**Task instructions**.
- A) In the post about the World Aids Day play, who put on the performance about stigma and HIV?
- B) Go on with the post about the World Aids Day play, picking up right after its final sentence.

**Passage to read**.

────────────────

Monday, December 04, 2006



These are the nurses from the Daughters of Charity clinic, Kubwa. I went to see their World Aids Day performance of a play about stigma and HIV.
I didn't expect to be laughing through the performance, but I did.
The story was about a woman who is abandoned by her gossipy market-women friends who find out she is HIV positive. The gossiping women brought the house down.
"Come close! don't you know that everything I tell you is true!" says one.
"I can't believe you!" says the other, The first undoes and re-wraps her cloth, tucking it around her, fastening her authority. She flung a wrist out and dipped her hip proclaiming her knowledge was closer to gospel than anything the Pope could say. Her nostrils flared at the audacity, the aroma, of the rich gossip. Everyone fell about with laughter.
In the doctor's surgery the HIV positive woman is asked to stick out her tongue. Her huge pink tongue appears, her eyes bulge, and the crowd of nuns, nurses, schoolchildren and passers-by dissolved into fits.
HIV/Aids lessons in my school were on the borderline of terrifying. Twelve years ago there seemed to be no hope at all. I used to worry that if you did get infected after all that safe sex information, free condoms, terrifying films and lectures -how stupid were you for putting yourself at risk? But of course that was only from my perspective, in sexually 'liberal' Europe.
A while ago, I spoke to one guy who was reading a newspaper article about living with HIV. He turned to me and said: "Don't you think this sort of thing promotes Aids?" I was stunned. What was he talking about?
"Are you saying that this kind of article makes people want to be infected with Aids?"

────────────────

**Material supplied**.
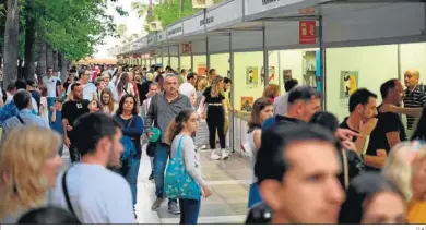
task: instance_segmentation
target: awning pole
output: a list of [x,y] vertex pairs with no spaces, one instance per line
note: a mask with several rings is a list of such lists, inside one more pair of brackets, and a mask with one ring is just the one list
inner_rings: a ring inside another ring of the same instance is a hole
[[[263,46],[262,46],[262,49],[263,49],[263,86],[267,87],[268,85],[268,76],[269,76],[269,66],[268,66],[268,63],[269,63],[269,56],[268,56],[268,50],[267,50],[267,32],[265,32],[265,27],[263,26],[263,29],[262,29],[262,37],[263,37]],[[262,74],[262,73],[261,73]]]
[[[321,94],[322,94],[322,100],[321,100],[321,107],[322,110],[327,109],[327,90],[326,90],[326,48],[323,44],[323,37],[322,37],[322,15],[318,17],[318,40],[319,40],[319,50],[320,50],[320,68],[321,68],[321,75],[317,76],[320,86],[321,86]],[[318,68],[318,66],[317,66]],[[318,83],[317,83],[318,84]]]
[[209,36],[205,37],[205,53],[206,53],[206,57],[205,57],[205,65],[206,65],[206,70],[209,71],[209,70],[210,70]]
[[181,69],[180,69],[180,46],[179,45],[177,45],[177,47],[178,47],[178,70],[179,71],[181,71]]
[[[234,83],[234,52],[233,52],[233,33],[229,33],[229,78],[233,81]],[[235,84],[235,83],[234,83]],[[235,95],[235,86],[234,87],[230,87],[230,105],[233,105],[232,107],[234,108],[234,102],[235,102],[235,99],[234,99],[234,95]],[[233,114],[232,116],[232,119],[230,119],[230,133],[232,133],[232,138],[230,138],[230,148],[232,148],[232,152],[235,153],[235,116],[234,113],[230,113]]]

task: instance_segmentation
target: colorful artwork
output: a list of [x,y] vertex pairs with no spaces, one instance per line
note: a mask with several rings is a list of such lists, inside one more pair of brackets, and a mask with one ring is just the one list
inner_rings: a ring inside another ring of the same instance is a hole
[[253,97],[241,97],[241,111],[251,112],[251,110],[253,110]]
[[291,78],[293,78],[292,70],[283,70],[283,82],[286,83]]
[[258,68],[247,68],[246,84],[249,86],[258,85],[259,72]]
[[269,68],[268,83],[279,84],[279,77],[276,77],[276,75],[275,75],[275,66]]
[[358,71],[340,72],[340,98],[350,97],[358,89]]
[[205,64],[198,64],[197,74],[199,76],[206,76],[208,66]]

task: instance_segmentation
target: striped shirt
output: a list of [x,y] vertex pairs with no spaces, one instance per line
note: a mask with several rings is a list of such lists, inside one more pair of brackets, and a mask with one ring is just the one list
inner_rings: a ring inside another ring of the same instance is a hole
[[[423,86],[422,86],[423,87]],[[405,89],[404,107],[405,108],[422,108],[426,104],[426,94],[419,85],[417,85],[413,92]],[[409,130],[414,129],[415,118],[406,116],[406,128]]]

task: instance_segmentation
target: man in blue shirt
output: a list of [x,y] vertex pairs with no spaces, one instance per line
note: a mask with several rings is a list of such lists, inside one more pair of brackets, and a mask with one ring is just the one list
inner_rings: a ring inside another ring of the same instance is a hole
[[19,110],[19,113],[4,121],[2,140],[5,140],[8,133],[12,130],[25,125],[37,125],[50,129],[49,123],[46,120],[31,112],[33,110],[33,100],[29,92],[16,92],[13,96],[13,101]]
[[288,94],[287,112],[276,114],[263,122],[263,131],[275,126],[276,123],[308,122],[318,111],[321,111],[321,94],[313,87],[299,86]]

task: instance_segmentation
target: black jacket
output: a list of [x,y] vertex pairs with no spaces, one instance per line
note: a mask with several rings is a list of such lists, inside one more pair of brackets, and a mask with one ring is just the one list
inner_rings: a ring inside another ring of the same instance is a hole
[[271,223],[271,208],[264,203],[259,203],[250,209],[246,219],[246,225],[267,225]]

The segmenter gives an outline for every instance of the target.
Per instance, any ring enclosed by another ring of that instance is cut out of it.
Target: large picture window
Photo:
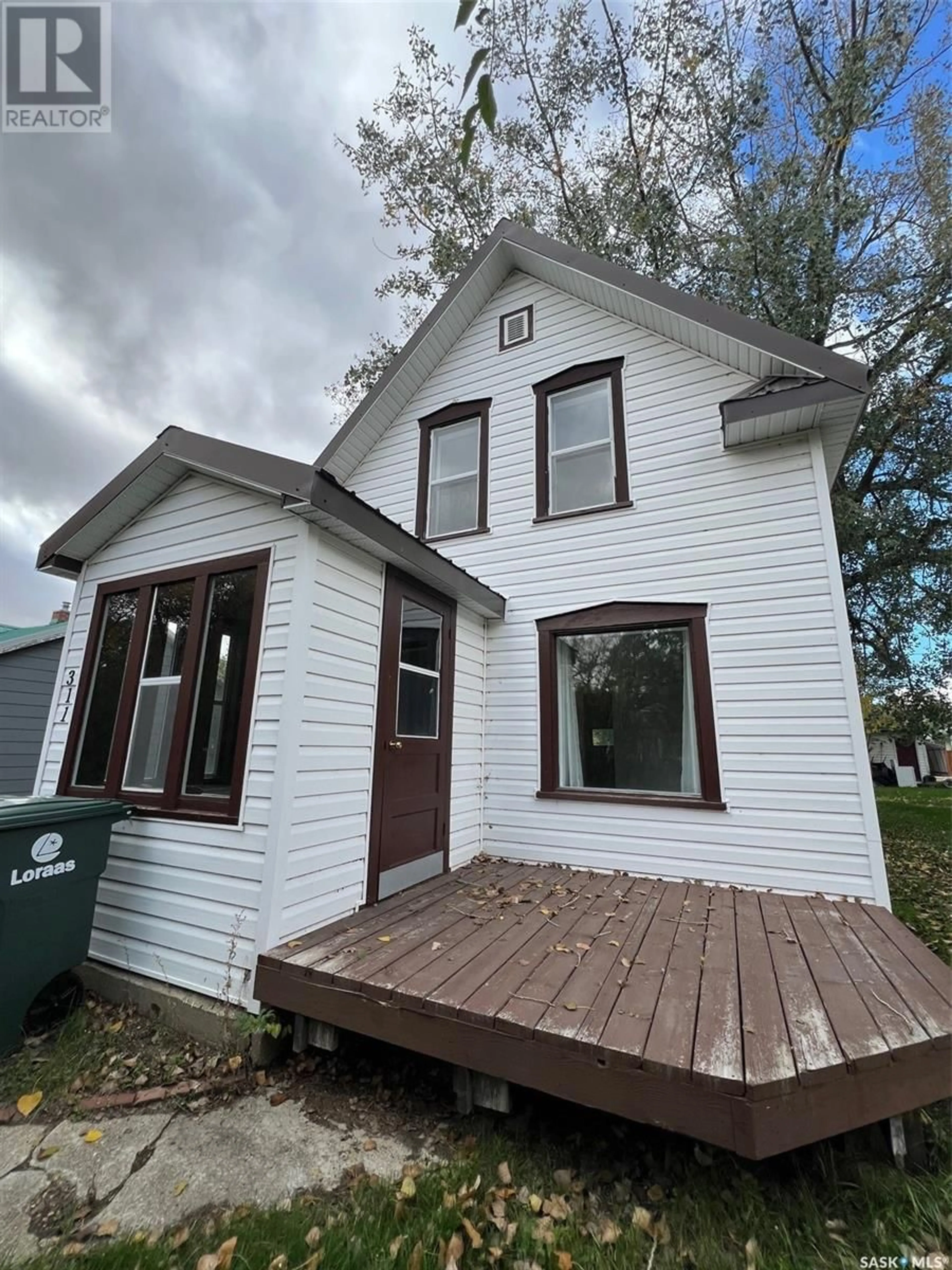
[[[256,552],[99,588],[61,794],[237,818],[267,573]]]
[[[621,357],[533,385],[536,519],[630,507]]]
[[[543,796],[722,806],[704,606],[538,622]]]
[[[454,401],[420,419],[416,535],[434,538],[489,528],[489,408]]]

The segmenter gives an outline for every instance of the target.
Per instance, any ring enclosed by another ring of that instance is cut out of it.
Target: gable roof
[[[349,479],[493,293],[515,271],[658,331],[754,380],[790,377],[829,385],[829,400],[844,404],[840,415],[848,424],[845,439],[843,429],[835,438],[830,437],[835,453],[828,455],[828,467],[833,465],[835,475],[867,394],[867,370],[862,363],[505,220],[496,225],[322,450],[315,464],[317,470],[327,471],[338,480]],[[768,413],[777,417],[781,408],[776,403],[768,404]],[[798,425],[792,427],[774,418],[773,424],[760,429],[763,437],[743,437],[731,442],[725,434],[725,443],[768,439],[784,434],[784,431],[801,431],[824,422],[821,403],[809,423],[806,417],[801,417]]]
[[[278,498],[288,513],[317,523],[380,560],[399,564],[420,582],[486,617],[501,617],[505,599],[382,512],[343,489],[310,464],[282,458],[184,428],[166,428],[41,546],[37,568],[76,578],[84,561],[107,545],[189,472]]]
[[[0,626],[0,657],[4,653],[17,653],[22,648],[34,648],[62,639],[66,622],[47,622],[44,626]]]

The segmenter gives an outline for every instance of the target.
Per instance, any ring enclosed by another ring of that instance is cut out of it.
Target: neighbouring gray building
[[[33,792],[67,617],[0,625],[0,796]]]

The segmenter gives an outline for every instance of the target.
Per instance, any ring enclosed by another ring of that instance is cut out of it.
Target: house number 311
[[[76,688],[76,672],[67,671],[63,676],[62,688],[60,690],[60,719],[58,723],[67,723],[70,718],[70,706],[72,705],[72,693]],[[63,700],[63,691],[66,697]]]

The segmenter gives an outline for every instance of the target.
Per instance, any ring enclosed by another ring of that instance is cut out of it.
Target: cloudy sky
[[[39,542],[164,427],[322,448],[325,385],[396,328],[393,239],[334,137],[411,22],[465,56],[454,9],[114,0],[112,133],[3,136],[0,622],[67,598]]]

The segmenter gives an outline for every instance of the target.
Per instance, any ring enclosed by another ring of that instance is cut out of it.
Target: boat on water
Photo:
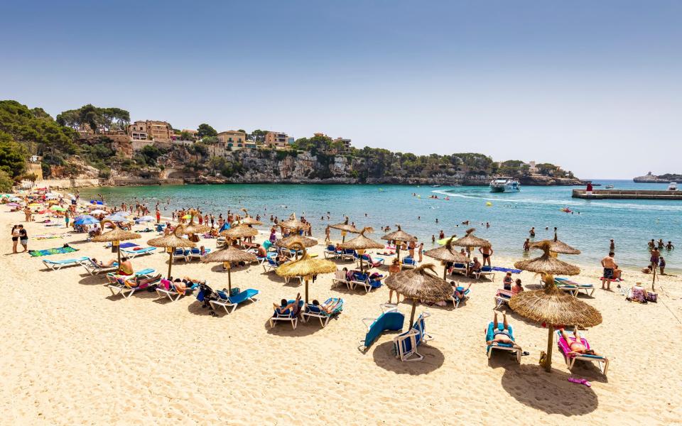
[[[506,176],[495,178],[490,182],[491,192],[513,192],[521,190],[521,184],[516,179]]]

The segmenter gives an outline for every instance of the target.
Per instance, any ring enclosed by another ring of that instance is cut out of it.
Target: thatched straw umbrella
[[[242,219],[242,223],[244,225],[249,225],[251,226],[253,225],[262,225],[259,221],[256,220],[251,216],[249,216],[249,212],[246,209],[242,209],[242,211],[244,212],[245,215],[244,218]]]
[[[471,247],[492,247],[492,244],[490,244],[490,241],[483,239],[482,238],[479,238],[473,234],[475,230],[475,228],[467,229],[467,234],[460,239],[453,241],[453,245],[466,247],[469,256],[471,256],[471,250],[469,249]]]
[[[291,229],[293,231],[298,231],[299,229],[305,229],[308,227],[308,224],[303,223],[296,219],[296,214],[292,213],[289,216],[289,219],[279,222],[279,226],[287,229]]]
[[[232,246],[228,246],[227,248],[221,248],[209,253],[202,262],[207,263],[209,262],[222,262],[222,266],[227,270],[227,289],[232,293],[232,276],[231,275],[232,262],[245,262],[249,263],[256,260],[256,255],[248,251],[239,250]]]
[[[430,270],[433,273],[427,271]],[[435,275],[433,263],[425,263],[414,269],[403,271],[389,275],[386,287],[412,299],[412,314],[410,315],[409,327],[414,323],[414,312],[418,300],[441,302],[453,298],[453,286]]]
[[[119,265],[121,265],[121,241],[137,239],[141,238],[142,236],[141,236],[139,234],[131,232],[130,231],[124,231],[108,219],[105,219],[99,222],[99,229],[104,229],[104,224],[107,223],[111,224],[112,226],[114,226],[114,229],[108,232],[104,232],[104,234],[101,234],[95,236],[92,239],[92,241],[98,243],[112,243],[112,244],[116,247],[116,253],[118,256]]]
[[[305,247],[300,243],[293,243],[287,248],[303,250],[303,254],[298,260],[287,262],[278,267],[275,272],[279,276],[286,278],[303,277],[305,281],[305,303],[308,303],[308,282],[310,277],[320,273],[336,272],[336,264],[329,261],[311,258],[305,251]]]
[[[412,236],[407,232],[405,232],[400,228],[400,225],[396,224],[398,226],[397,231],[394,231],[393,232],[389,232],[384,236],[381,237],[381,239],[388,240],[390,241],[396,241],[396,258],[399,261],[400,260],[400,245],[398,244],[398,241],[408,243],[410,241],[416,241],[417,239],[414,236]]]
[[[542,274],[545,288],[518,293],[509,300],[509,307],[522,317],[546,323],[548,332],[544,367],[551,371],[554,326],[594,327],[601,324],[602,315],[585,302],[560,290],[554,284],[554,274],[578,275],[580,268],[552,257],[551,241],[541,241],[537,246],[544,251],[541,256],[516,262],[514,266],[518,269]]]
[[[383,248],[384,244],[369,239],[364,236],[365,232],[374,232],[374,230],[371,226],[365,226],[360,231],[360,234],[352,240],[339,244],[340,248],[348,248],[357,251],[360,255],[360,273],[362,273],[362,256],[364,255],[364,251],[369,248]]]
[[[350,232],[352,234],[359,234],[360,231],[357,228],[354,226],[352,224],[348,224],[348,217],[346,217],[346,219],[341,222],[340,224],[335,224],[333,225],[329,225],[328,228],[331,228],[332,229],[338,229],[341,231],[341,242],[346,242],[346,233]]]
[[[447,263],[447,262],[467,264],[469,263],[469,258],[462,255],[459,251],[453,249],[453,241],[455,241],[456,236],[456,235],[453,235],[450,237],[450,239],[448,240],[445,246],[436,248],[431,248],[424,253],[424,255],[433,258],[434,259],[438,259],[443,262],[444,265]],[[443,279],[445,280],[447,275],[448,268],[446,266],[443,271]]]
[[[153,238],[147,241],[148,244],[153,247],[170,248],[170,250],[168,251],[168,275],[167,277],[168,279],[170,278],[170,268],[173,266],[173,252],[175,251],[175,248],[178,247],[196,246],[196,244],[190,240],[180,236],[183,233],[183,225],[178,225],[175,231],[173,231],[173,234],[159,236],[158,238]]]

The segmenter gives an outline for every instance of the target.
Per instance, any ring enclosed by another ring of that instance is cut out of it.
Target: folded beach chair
[[[335,303],[338,303],[338,305],[331,312],[325,312],[320,306],[308,304],[301,313],[301,319],[303,320],[303,322],[307,322],[310,318],[318,318],[320,320],[320,324],[322,324],[322,328],[325,328],[325,326],[329,322],[330,318],[338,315],[341,313],[341,311],[343,310],[343,299],[330,297],[325,302],[325,305]]]
[[[102,272],[112,272],[119,268],[119,264],[117,262],[114,262],[114,264],[111,266],[105,266],[103,268],[90,258],[87,258],[87,260],[82,261],[80,264],[82,265],[85,271],[92,275],[95,275]]]
[[[133,283],[128,280],[128,279],[131,278],[130,276],[107,275],[107,278],[109,282],[109,284],[107,284],[106,287],[112,292],[112,295],[121,295],[124,299],[129,298],[136,290],[148,288],[161,280],[161,276],[159,276],[158,280],[156,280],[152,283],[146,283],[141,285],[134,285]]]
[[[492,275],[491,280],[493,281],[495,280],[495,271],[492,270],[491,266],[482,266],[481,270],[478,272],[475,272],[474,275],[476,276],[477,280],[481,279],[481,277],[487,275]]]
[[[510,290],[498,289],[497,293],[495,293],[495,309],[503,305],[509,305],[509,300],[513,295]]]
[[[399,331],[403,329],[405,315],[398,312],[395,305],[383,303],[381,305],[381,315],[377,318],[363,318],[362,323],[367,327],[364,340],[360,341],[358,348],[364,352],[385,331]]]
[[[462,290],[464,290],[464,288],[463,288],[463,287],[460,287],[460,286],[458,286],[458,287],[457,287],[457,291],[458,291],[458,292],[460,292],[460,293],[462,293]],[[462,297],[462,299],[460,299],[460,298],[457,295],[457,293],[456,293],[456,292],[455,292],[455,291],[453,292],[453,303],[455,305],[455,309],[457,309],[458,307],[460,307],[460,302],[461,302],[462,300],[466,300],[467,299],[469,298],[469,293],[471,293],[471,289],[470,289],[470,288],[467,288],[467,289],[464,292],[464,297]]]
[[[334,244],[330,244],[327,246],[327,248],[325,249],[324,255],[325,258],[335,258],[337,259],[341,257],[341,254],[343,253],[342,250],[337,250]]]
[[[453,265],[453,273],[457,273],[462,275],[467,275],[467,266],[464,263],[454,263]]]
[[[48,261],[47,259],[43,260],[43,263],[48,268],[53,271],[59,271],[65,266],[73,266],[74,265],[80,265],[81,262],[84,262],[88,260],[87,257],[80,257],[73,259],[65,259],[63,261]]]
[[[336,273],[334,275],[334,278],[332,278],[332,283],[335,285],[343,284],[348,288],[348,290],[352,289],[352,284],[350,281],[346,279],[346,271],[342,269],[337,269]]]
[[[201,259],[203,258],[205,256],[206,256],[210,252],[211,252],[210,248],[205,248],[204,254],[203,256],[202,256],[200,248],[198,248],[197,247],[193,247],[192,248],[190,249],[190,252],[187,255],[187,260],[188,261],[193,261],[193,260],[200,261]]]
[[[293,300],[288,300],[287,303],[293,303]],[[298,301],[298,310],[286,310],[284,312],[279,312],[278,310],[275,310],[274,312],[272,314],[272,317],[270,317],[270,328],[275,327],[275,324],[278,321],[288,321],[291,323],[291,327],[293,329],[296,329],[296,326],[298,325],[298,312],[303,306],[303,301]]]
[[[585,292],[585,294],[588,296],[591,296],[595,293],[595,286],[593,285],[580,284],[568,278],[554,278],[554,284],[561,290],[564,290],[564,288],[563,288],[563,287],[565,287],[567,289],[575,289],[575,293],[572,292],[571,293],[574,296],[578,296],[578,293],[580,291]]]
[[[158,285],[156,286],[156,294],[161,297],[166,296],[170,299],[171,302],[175,302],[180,297],[191,293],[195,289],[198,288],[198,284],[193,283],[192,285],[187,288],[187,290],[185,290],[185,293],[180,293],[175,290],[175,286],[172,282],[169,281],[168,280],[163,279],[161,280]]]
[[[173,252],[173,261],[187,261],[187,256],[190,253],[189,250],[184,250],[183,248],[175,248],[175,251]]]
[[[409,256],[403,258],[402,266],[403,268],[416,268],[417,261]]]
[[[227,291],[221,290],[217,290],[215,293],[218,298],[216,300],[209,300],[211,307],[215,310],[216,306],[221,307],[224,308],[228,314],[232,313],[239,303],[242,303],[247,300],[250,300],[254,302],[258,302],[258,299],[256,298],[256,296],[258,295],[258,290],[253,288],[247,289],[237,293],[234,296],[230,296],[227,294]]]
[[[401,361],[421,361],[423,356],[417,352],[417,348],[422,343],[433,339],[426,334],[426,322],[424,319],[430,317],[428,312],[420,314],[414,324],[408,331],[393,339],[396,357]]]
[[[578,335],[580,337],[580,342],[585,345],[585,347],[588,349],[590,349],[590,342],[588,342],[588,339],[581,334]],[[571,341],[573,340],[574,339],[571,339]],[[588,355],[586,354],[567,355],[568,352],[570,352],[570,346],[568,342],[566,342],[566,339],[563,338],[563,336],[561,335],[561,330],[556,332],[556,346],[558,347],[561,354],[563,355],[563,359],[566,361],[566,366],[568,367],[569,370],[573,368],[576,361],[582,360],[597,363],[597,367],[599,367],[600,371],[604,376],[606,376],[606,373],[609,371],[609,359],[605,356],[600,355]]]
[[[494,323],[493,323],[491,321],[490,324],[488,324],[488,328],[485,332],[485,341],[487,342],[490,342],[494,338],[494,329],[493,328],[494,327]],[[504,330],[504,324],[502,322],[498,322],[497,329],[499,329],[499,331]],[[509,337],[512,338],[512,340],[513,342],[516,342],[516,339],[514,337],[514,329],[512,328],[511,324],[509,326],[507,329],[509,333]],[[492,356],[493,349],[499,349],[500,351],[507,351],[514,354],[516,357],[516,362],[521,364],[521,356],[524,351],[523,349],[521,349],[521,348],[515,348],[514,347],[513,344],[507,344],[507,343],[496,343],[494,344],[489,344],[487,345],[485,349],[486,353],[488,355],[488,359],[489,359],[490,357]]]
[[[144,248],[140,248],[139,250],[129,250],[128,248],[121,248],[121,251],[125,253],[126,256],[129,257],[131,259],[135,258],[139,256],[143,256],[145,254],[152,254],[156,250],[156,247],[145,247]]]

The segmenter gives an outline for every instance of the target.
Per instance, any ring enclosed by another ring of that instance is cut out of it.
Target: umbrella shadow
[[[416,362],[404,362],[396,358],[393,341],[385,342],[376,346],[372,351],[374,363],[384,370],[398,374],[419,376],[426,374],[440,368],[445,357],[440,350],[435,346],[422,344],[418,349],[424,359]]]
[[[583,415],[596,410],[595,391],[568,381],[570,376],[556,369],[547,373],[538,365],[521,365],[505,370],[502,385],[519,403],[547,414]]]

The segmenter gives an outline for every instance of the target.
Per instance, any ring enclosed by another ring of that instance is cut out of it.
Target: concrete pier
[[[682,191],[638,191],[634,190],[594,190],[588,195],[585,190],[573,190],[573,198],[585,200],[678,200]]]

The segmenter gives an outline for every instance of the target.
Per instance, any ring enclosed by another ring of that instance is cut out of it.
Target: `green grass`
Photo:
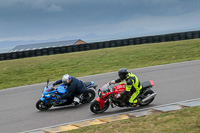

────────────────

**Answers to the tasks**.
- A) The nurses from the Daughters of Charity clinic in Kubwa.

- B)
"No," he said, "what I'm saying is that if we continue with the message that there is no stigma attached to Aids then how are we ever going to get rid of it? If we say Aids is OK, where does that leave us?"I suppose he meant that if people put themselves, their spouses and their unborn children at risk by being promiscuous and don't face any moral backlash, how will anyone stop the kind of promiscuous behaviour that spreads sexually transmitted diseases?I had no answer for him, and could only reply that people were human, and make mistakes and we shouldn't condemn them for it.
He looked at me like I was a feeble, weak-minded fool.
At the centre of the nurses' message was the line "sex is not the only way of contracting HIV. Don't jump to conclusions about people's morals." But something inside me felt that this was fire fighting at its most desperate.
My VSO volunteer friend at the Daughters of Charity said: "You should have seen how they laughed at the seminar on how pregnant women can protect their babies from contracting the disease. They were falling about in the aisles. I couldn't see what they were laughing at."
The nurses' performance was inspiring, profound and humorous, and I hope it helps those who are living with Aids or HIV. But I suspect deep and long-lasting cultural change must happen before the spread of the disease is halted.